# [ARTIGO]
As atletas precisavam comprovar sua 'condição feminina' para competir em alto nível
Por Bárbara Gomes Pires*
Desde o início do século XX, o mundo esportivo foi palco de tensões sociais, culturais e políticas refletidas em suas competições e regulações. Na empreitada olímpica de competir virtuosamente entre nações, pela supremacia atlética, fomentou-se ansiedades em torno dos limites dos corpos e desempenhos esportivos. O conflito humanista e nacionalista desse período também se traduzia em controles regulatórios, especialmente com a inserção tutelada, mas cada vez mais presente, da categoria feminina em eventos internacionais.
Além do trabalho fundamental de Alice Milliat em costurar a entrada de novas modalidades para as mulheres competirem nos Jogos Olímpicos, outro momento crucial para entendermos essa necessidade de controle da feminilidade no esporte se apresentou durante o período entreguerras, culminando nos Jogos de Berlim, em 1936. Essa Olimpíada ilustrou as diferentes tensões sociais e políticas dos conflitos geopolíticos da época, entre as controvérsias esportivas, podemos remorar dois episódios, com as corredoras Helen Stephens e Stella Walsh e a competidora do salto em altura Dora Ratjen.
Nesses Jogos, a estadunidense Helen Stephens ganha a prova dos 100 metros femininos, mas sua vitória foi rapidamente contestada por um jornalista polonês que cobria o evento, acusando Stephens de não ser verdadeiramente mulher. Na época, havia um pânico muito disseminado pelo meio jornalístico que atletas homens se infiltravam na categoria feminina para fraudar e auxiliar seus países a serem vitoriosos nas competições. Com essa ansiedade geopolítica, Stephens foi uma das primeiras atletas a ser submetida a investigações físicas minuciosas para comprovar sua feminilidade. Esse episódio pode ser considerado o primeiro “teste sexual” amplamente divulgado do movimento olímpico moderno. A polonesa Stanisława Walasiewicz, também competidora da prova, enfrentou as mesmas críticas públicas por ter uma aparência considerada “pouco feminina”.
Essa obsessão com a conformidade dos corpos femininos aos padrões tradicionais de feminilidade e de heterossexualidade compulsória era refletida nas inspeções visuais rotineiras impostas a atletas como Stephens e Walasiewicz. Em casos semelhantes, outras esportistas passaram por dramas similares, como a alemã Dora Ratjen que vivenciou um escrutínio público nos mesmos Jogos Olímpicos devido às percepções sociais sobre seu corpo ser considerado ambíguo e fora dos padrões femininos aceitáveis para a época.

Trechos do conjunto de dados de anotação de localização
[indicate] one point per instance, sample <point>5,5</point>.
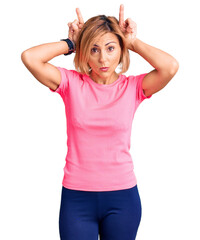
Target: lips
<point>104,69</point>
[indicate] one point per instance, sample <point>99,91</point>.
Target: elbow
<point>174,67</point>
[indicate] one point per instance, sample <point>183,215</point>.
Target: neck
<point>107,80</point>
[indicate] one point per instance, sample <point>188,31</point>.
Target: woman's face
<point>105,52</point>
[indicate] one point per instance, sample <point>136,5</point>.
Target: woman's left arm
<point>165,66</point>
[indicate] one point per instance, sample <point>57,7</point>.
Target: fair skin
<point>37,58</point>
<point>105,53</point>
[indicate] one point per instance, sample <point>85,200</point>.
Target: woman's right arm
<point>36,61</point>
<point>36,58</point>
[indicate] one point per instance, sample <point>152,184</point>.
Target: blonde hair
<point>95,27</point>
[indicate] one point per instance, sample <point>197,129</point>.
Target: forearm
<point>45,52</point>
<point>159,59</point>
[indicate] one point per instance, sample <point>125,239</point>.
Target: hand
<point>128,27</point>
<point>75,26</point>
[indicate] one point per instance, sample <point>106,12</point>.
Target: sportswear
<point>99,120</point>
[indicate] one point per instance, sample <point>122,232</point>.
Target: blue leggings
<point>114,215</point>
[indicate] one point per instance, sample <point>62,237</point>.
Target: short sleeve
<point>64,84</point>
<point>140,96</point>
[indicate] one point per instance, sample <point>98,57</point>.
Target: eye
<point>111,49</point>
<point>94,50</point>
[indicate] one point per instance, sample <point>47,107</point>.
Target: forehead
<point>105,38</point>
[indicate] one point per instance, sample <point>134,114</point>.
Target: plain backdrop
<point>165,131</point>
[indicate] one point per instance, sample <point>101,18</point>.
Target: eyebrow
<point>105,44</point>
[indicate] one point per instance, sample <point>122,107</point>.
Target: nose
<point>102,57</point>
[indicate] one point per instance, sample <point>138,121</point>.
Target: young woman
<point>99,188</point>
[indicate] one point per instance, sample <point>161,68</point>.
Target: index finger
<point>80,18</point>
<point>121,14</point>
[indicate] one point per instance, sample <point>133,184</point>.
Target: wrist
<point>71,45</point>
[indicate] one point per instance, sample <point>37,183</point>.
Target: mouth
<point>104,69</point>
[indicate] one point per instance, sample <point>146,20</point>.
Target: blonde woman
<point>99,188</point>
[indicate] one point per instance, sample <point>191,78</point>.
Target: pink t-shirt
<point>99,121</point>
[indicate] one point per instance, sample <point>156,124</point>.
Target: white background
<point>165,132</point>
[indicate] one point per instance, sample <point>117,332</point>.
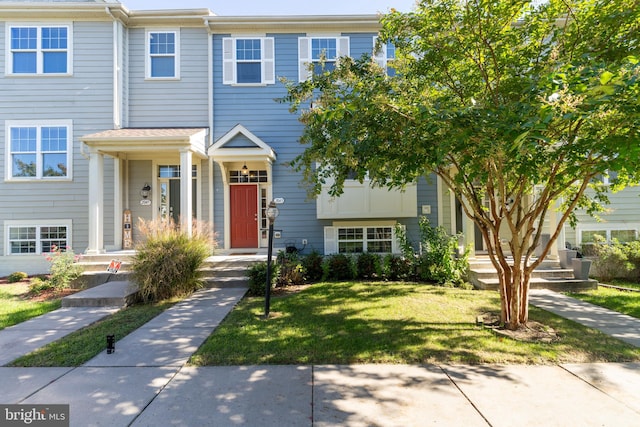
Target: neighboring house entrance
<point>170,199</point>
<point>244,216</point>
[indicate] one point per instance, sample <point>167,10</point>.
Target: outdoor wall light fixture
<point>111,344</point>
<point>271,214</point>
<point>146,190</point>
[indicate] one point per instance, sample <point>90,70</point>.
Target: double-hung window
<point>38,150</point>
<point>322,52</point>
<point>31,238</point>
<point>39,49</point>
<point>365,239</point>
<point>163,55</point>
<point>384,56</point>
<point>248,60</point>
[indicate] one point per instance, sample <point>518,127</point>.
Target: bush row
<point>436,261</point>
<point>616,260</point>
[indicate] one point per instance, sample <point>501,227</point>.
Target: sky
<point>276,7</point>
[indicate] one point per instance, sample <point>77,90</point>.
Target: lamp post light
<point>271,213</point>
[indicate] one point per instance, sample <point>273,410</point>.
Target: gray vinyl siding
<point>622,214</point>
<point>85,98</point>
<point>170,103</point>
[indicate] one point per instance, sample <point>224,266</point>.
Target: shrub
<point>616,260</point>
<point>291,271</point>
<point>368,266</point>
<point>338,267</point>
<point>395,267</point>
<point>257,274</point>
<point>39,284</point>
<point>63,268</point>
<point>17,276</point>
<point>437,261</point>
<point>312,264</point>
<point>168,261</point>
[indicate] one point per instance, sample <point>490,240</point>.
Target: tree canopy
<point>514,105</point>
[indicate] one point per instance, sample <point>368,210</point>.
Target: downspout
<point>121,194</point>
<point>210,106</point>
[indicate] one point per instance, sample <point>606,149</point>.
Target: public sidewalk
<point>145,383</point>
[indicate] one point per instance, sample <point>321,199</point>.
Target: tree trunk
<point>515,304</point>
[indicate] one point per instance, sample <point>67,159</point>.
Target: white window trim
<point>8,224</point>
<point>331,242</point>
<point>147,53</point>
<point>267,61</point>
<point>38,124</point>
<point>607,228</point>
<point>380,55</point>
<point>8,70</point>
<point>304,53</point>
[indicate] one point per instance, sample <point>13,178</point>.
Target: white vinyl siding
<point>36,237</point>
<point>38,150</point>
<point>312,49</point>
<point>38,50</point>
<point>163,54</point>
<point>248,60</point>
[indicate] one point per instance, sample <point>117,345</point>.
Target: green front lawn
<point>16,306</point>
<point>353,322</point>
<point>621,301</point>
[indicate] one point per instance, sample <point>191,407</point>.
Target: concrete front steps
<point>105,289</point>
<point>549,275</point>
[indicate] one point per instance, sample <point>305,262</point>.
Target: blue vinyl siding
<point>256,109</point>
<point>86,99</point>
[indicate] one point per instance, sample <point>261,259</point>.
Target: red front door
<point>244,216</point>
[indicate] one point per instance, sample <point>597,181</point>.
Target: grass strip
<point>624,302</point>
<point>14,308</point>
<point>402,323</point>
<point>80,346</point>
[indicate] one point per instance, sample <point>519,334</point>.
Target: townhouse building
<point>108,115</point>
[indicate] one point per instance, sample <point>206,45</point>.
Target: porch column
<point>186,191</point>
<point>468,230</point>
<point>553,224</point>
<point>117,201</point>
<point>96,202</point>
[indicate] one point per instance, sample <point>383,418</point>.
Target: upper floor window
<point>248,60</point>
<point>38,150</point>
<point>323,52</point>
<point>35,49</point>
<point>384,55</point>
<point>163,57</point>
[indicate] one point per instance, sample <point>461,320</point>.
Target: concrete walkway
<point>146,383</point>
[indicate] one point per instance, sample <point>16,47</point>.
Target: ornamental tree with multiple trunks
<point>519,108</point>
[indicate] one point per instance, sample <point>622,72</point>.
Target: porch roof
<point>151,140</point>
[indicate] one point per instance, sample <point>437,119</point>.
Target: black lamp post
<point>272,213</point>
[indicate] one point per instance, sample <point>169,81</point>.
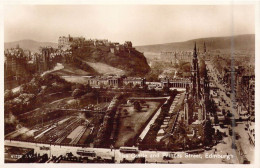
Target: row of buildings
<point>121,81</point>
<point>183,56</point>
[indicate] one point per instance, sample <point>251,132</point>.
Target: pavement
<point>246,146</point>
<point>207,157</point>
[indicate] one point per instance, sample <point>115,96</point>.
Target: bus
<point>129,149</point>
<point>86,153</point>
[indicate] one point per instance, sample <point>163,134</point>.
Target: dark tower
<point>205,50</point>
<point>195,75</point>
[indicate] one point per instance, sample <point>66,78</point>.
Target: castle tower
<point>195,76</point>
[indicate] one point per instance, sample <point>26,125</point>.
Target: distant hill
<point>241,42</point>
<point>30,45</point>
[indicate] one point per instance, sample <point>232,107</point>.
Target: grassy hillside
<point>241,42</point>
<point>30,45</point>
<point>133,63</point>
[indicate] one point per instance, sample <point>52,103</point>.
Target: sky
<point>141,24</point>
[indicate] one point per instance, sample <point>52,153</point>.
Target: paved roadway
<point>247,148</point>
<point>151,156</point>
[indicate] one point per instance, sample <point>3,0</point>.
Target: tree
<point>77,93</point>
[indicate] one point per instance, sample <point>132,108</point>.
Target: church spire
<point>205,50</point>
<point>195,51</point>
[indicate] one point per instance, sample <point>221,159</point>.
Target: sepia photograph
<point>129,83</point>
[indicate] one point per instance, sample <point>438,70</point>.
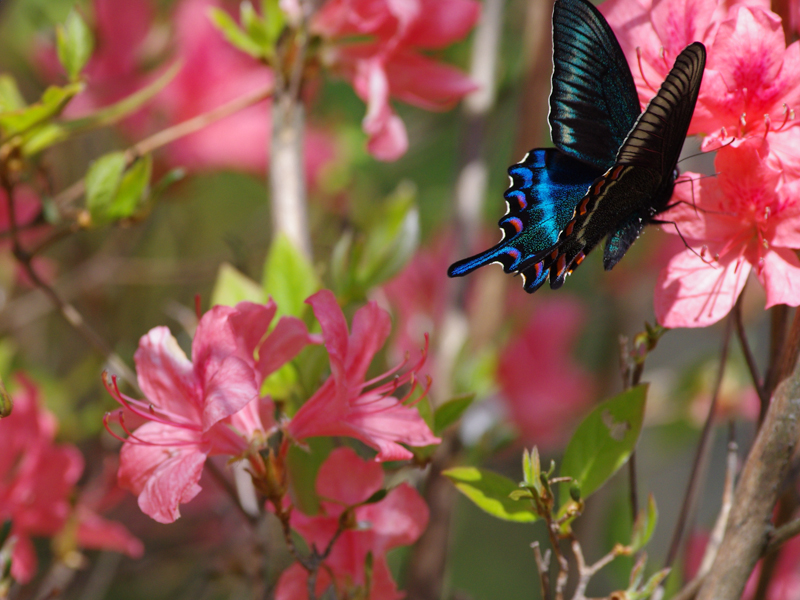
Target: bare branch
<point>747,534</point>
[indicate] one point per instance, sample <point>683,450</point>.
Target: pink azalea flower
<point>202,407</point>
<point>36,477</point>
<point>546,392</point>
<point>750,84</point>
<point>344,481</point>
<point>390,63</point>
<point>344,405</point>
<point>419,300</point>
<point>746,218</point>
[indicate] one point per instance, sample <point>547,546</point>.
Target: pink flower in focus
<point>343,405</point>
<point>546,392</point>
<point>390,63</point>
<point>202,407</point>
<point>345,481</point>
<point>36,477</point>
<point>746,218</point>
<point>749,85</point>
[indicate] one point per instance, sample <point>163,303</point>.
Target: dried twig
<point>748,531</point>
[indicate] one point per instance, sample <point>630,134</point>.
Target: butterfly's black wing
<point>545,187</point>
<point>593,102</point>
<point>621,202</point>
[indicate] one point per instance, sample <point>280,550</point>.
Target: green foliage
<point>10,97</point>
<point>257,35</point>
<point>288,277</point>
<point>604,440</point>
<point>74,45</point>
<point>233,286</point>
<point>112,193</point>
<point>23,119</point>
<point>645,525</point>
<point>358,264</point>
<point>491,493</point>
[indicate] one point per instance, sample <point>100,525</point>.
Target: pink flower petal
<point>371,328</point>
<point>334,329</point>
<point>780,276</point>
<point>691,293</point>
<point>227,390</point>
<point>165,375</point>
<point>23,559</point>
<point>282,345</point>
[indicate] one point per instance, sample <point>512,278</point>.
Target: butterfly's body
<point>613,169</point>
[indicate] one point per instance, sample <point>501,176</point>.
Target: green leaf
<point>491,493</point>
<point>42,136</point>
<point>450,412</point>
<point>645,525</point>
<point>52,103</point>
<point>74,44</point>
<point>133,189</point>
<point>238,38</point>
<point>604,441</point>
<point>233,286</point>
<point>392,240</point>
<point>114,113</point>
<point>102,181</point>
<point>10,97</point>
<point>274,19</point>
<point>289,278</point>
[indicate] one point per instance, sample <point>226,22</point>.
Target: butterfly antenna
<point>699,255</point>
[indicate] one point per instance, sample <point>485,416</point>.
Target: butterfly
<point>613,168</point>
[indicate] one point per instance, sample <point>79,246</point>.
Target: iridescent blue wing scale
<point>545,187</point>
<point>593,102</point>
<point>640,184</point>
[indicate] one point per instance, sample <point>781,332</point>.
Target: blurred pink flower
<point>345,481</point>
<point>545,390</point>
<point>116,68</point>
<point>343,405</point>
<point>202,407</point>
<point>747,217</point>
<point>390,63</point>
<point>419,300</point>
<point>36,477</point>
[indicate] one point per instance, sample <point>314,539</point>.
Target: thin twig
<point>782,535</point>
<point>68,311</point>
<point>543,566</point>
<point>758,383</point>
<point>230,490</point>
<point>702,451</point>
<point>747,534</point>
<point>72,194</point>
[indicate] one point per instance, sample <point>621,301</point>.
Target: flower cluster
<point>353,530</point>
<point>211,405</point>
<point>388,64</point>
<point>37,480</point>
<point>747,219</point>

# [PROBLEMAS]
**1)** Converta em CSV de duas colunas, "entrada" e "saída", todos os registros desde o início até a linha que contém "<point>95,27</point>", inclusive, com uma linha para cada pedido: seu texto e sua resposta, cada um em um campo entre aspas e com as quebras de linha trocadas por espaços. Deixe as imagens fora do resultado.
**2)** Dê continuidade ao artigo sobre o controle da feminilidade das atletas nas competições esportivas, começando depois do último parágrafo apresentado.

# [RESPOSTAS]
**1)**
entrada,saída
"[indicate] one point per instance, sample <point>5,5</point>. Target: lips","<point>104,69</point>"
"[indicate] one point per instance, sample <point>99,91</point>. Target: elbow","<point>174,67</point>"
"[indicate] one point per instance, sample <point>183,215</point>. Target: neck","<point>107,80</point>"
"[indicate] one point per instance, sample <point>188,31</point>. Target: woman's face","<point>105,52</point>"
"[indicate] one point per instance, sample <point>136,5</point>. Target: woman's left arm","<point>165,66</point>"
"[indicate] one point per instance, sample <point>57,7</point>. Target: fair skin","<point>37,58</point> <point>105,53</point>"
"[indicate] one point per instance, sample <point>85,200</point>. Target: woman's right arm","<point>36,61</point> <point>36,58</point>"
"[indicate] one point per instance, sample <point>152,184</point>. Target: blonde hair","<point>95,27</point>"

**2)**
Atleta de salto em altura, Ratjen fica com o quarto lugar na final de sua modalidade. Logo após o evento, também acusam a atleta de ser um homem fraudando a participação na categoria feminina. Concluídas as investigações, nada foi descoberto naquele momento, mas anos depois, em 1938, Ratjen é presa em uma viagem de trem por oficiais nazistas, acusando-a novamente de não ser uma mulher. Com novos testes, identificam que ela seria uma pessoa intersexo, sendo criada como menina. Eventualmente Ratjen modifica seu nome para Heinrich, afastando-se de vez das competições esportivas. Esse episódio foi o primeiro caso documentado de uma atleta intersexo testada em competições de alto rendimento. Ratjen perde seus recordes e medalhas na categoria feminina, mas ganha novos documentos, assumindo uma identidade masculina pelo resto da vida.
Décadas depois, quando Walasiewicz – já conhecida como Stella Walsh, porque vivia radicada nos Estados Unidos desde o meio da Segunda Guerra – falece aos 69 anos, sua autópsia revela que ela, na verdade, também era uma pessoa intersexo. Ao longo do tempo, conseguimos recuperar e ilustrar muitos casos similares. Situações como de Stephens, Walsh e Ratjen revelam o desconforto social e esportivo com corporalidades e identidades que fugiam, desde o começo do século XX, com os ideais que sustentam o binarismo de sexo e gênero tradicionalmente aceitos como essenciais e imutáveis para mulheres e homens. Especialmente quando pensamos no dimorfismo sexual do esporte.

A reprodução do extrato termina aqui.